-- START --

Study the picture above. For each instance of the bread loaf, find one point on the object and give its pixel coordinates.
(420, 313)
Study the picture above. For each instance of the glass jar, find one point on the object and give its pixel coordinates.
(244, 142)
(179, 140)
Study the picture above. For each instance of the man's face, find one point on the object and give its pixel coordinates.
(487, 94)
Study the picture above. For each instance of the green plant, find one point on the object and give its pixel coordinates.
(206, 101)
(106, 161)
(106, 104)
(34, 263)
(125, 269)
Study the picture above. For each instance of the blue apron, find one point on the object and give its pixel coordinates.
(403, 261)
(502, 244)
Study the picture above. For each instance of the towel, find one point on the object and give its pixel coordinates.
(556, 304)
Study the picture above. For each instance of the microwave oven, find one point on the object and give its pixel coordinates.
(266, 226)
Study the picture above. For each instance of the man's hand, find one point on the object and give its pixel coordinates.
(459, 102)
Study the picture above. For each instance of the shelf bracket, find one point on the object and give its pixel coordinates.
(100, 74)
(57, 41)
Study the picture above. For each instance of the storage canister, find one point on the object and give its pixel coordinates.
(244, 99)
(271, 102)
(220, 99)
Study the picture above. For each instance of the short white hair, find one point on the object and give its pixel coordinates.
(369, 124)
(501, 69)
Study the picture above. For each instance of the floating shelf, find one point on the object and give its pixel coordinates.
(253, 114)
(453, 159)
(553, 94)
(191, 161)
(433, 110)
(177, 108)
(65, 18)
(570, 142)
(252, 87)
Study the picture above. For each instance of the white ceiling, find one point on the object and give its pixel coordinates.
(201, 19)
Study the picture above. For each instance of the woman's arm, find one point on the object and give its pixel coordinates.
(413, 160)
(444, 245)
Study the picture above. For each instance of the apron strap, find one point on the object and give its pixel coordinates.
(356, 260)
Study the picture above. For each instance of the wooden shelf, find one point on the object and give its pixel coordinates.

-- END --

Please turn the items above, from the line containing "Study the picture above. For each instance of the storage" through the final item, into a Markdown table with the columns Row and Line. Number each row and leave out blank lines.

| Row | Line |
|---|---|
| 1 | Study the picture above. For each instance of the storage canister, find one point on the object and give its pixel coordinates. |
| 2 | (244, 99) |
| 3 | (271, 102) |
| 4 | (220, 99) |
| 5 | Study the picture above. For each instance of the short white hair, find one point on the object and give its pixel coordinates. |
| 6 | (369, 124) |
| 7 | (501, 69) |
| 8 | Study the picture above. For each instance of the floating shelf, find one point on the object and give its pixel coordinates. |
| 9 | (253, 114) |
| 10 | (453, 159) |
| 11 | (553, 94) |
| 12 | (191, 161) |
| 13 | (433, 110) |
| 14 | (177, 108) |
| 15 | (65, 18) |
| 16 | (570, 142) |
| 17 | (252, 87) |
| 18 | Study the picture above. For each instance of the white ceiling, find one point on the object and give its pixel coordinates. |
| 19 | (201, 19) |
| 20 | Study the picture above. For each instance of the woman's arm, find one point on the object and give its pixel coordinates. |
| 21 | (413, 160) |
| 22 | (444, 245) |
| 23 | Study the picture above. For each instance of the apron strap, find one point on the object and give its pixel coordinates. |
| 24 | (356, 260) |
| 25 | Study the picture above. For each instance of the wooden shelf, find one point on the object and give its pixel coordinates. |